Selected text
Gene gain and loss in Paphiopedilum samples was also analysed. Some of the gene losses are shared throughout the genus (e.g., some ndh genes), while other gene losses are lineage specific (Table S3). Most of the ndh genes were pseudogenized (ΨndhD, ΨndhJ, and ΨndhK) or lost (ndhA, ndhC, ndhE, ndhF, ndhG, ndhH, and ndhI) from the Paphiopedilum species plastome, except for ndhB. Most of the samples (76 of 81) sequenced in this study retained an intact copy of ndhB. In addition, the complete open reading frame of ndhJ was preserved in 23 samples, including four samples of sect. Cochlopetalum and 19 samples of sect. Paphiopedilum (Table S3). The genes ndhC and ndhK were preserved as pseudogenes in subg. Parvisepalum and sect. Concoloria but lost in the other species (Table S3). In particular, in five species sequenced (P. barbatum, P. dayanum, P. platyphyllum, P. sugiyamanum, and P. tigrinum), all 11 of the ndh genes were lost or pseudogenized (Fig. 2, Table S3).
In addition to the pseudogenes found in the ndh genes, we found that premature termination induced pseudogenization of other protein coding genes (cemA and ycf15). Most of the annotated copies (38 of 48) of cemA are preserved as pseudogenes, while all the annotated copies of ycf15 were retained as pseudogenes (Table S3). The pseudogenization of cemA is mainly due to the slippage of poly structure and the appearance of premature stop codons, while the pseudogenization of ycf15 is due to the appearance of more than one premature stop codon.

Records provided

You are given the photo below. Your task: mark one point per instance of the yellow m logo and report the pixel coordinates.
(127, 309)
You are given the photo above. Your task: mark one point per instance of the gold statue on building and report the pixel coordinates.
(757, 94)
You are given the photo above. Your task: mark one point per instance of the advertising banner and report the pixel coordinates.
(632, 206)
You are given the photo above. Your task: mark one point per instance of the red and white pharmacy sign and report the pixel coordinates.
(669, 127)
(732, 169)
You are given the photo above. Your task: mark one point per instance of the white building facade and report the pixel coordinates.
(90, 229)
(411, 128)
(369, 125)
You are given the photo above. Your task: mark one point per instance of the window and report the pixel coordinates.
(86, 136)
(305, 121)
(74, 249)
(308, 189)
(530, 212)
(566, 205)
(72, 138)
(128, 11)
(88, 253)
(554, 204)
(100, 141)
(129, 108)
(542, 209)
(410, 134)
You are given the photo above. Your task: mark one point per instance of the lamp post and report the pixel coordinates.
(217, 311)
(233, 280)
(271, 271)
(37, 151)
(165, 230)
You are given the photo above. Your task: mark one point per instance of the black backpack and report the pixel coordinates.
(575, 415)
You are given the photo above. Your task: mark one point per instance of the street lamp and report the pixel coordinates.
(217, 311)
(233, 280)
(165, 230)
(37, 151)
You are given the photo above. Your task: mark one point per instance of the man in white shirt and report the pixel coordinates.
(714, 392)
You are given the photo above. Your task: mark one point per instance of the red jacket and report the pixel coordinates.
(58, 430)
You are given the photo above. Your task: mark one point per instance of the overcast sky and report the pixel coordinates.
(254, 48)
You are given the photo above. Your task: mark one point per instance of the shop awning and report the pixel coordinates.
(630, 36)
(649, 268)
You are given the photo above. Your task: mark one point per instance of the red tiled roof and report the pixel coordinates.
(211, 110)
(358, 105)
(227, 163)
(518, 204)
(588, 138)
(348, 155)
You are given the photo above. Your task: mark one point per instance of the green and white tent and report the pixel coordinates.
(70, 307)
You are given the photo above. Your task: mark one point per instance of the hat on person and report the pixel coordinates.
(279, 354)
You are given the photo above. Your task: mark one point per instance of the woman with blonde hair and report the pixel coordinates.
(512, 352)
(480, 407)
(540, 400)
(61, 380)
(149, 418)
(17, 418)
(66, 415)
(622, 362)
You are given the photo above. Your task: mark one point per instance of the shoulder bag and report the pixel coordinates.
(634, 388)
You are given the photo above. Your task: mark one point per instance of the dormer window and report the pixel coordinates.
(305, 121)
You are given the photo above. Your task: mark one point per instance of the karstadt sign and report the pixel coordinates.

Action item A
From the text on gene loss in Paphiopedilum, list the five species in which all 11 ndh genes were lost or pseudogenized.
Action item B
Please reproduce the passage of the text on gene loss in Paphiopedilum that starts with the words "In addition to" and ends with "premature stop codon.".
The lines have no connection to the text on gene loss in Paphiopedilum.

Response area A
P. barbatum, P. dayanum, P. platyphyllum, P. sugiyamanum, P. tigrinum

Response area B
In addition to the pseudogenes found in the ndh genes, we found that premature termination induced pseudogenization of other protein coding genes (cemA and ycf15). Most of the annotated copies (38 of 48) of cemA are preserved as pseudogenes, while all the annotated copies of ycf15 were retained as pseudogenes (Table S3). The pseudogenization of cemA is mainly due to the slippage of poly structure and the appearance of premature stop codons, while the pseudogenization of ycf15 is due to the appearance of more than one premature stop codon.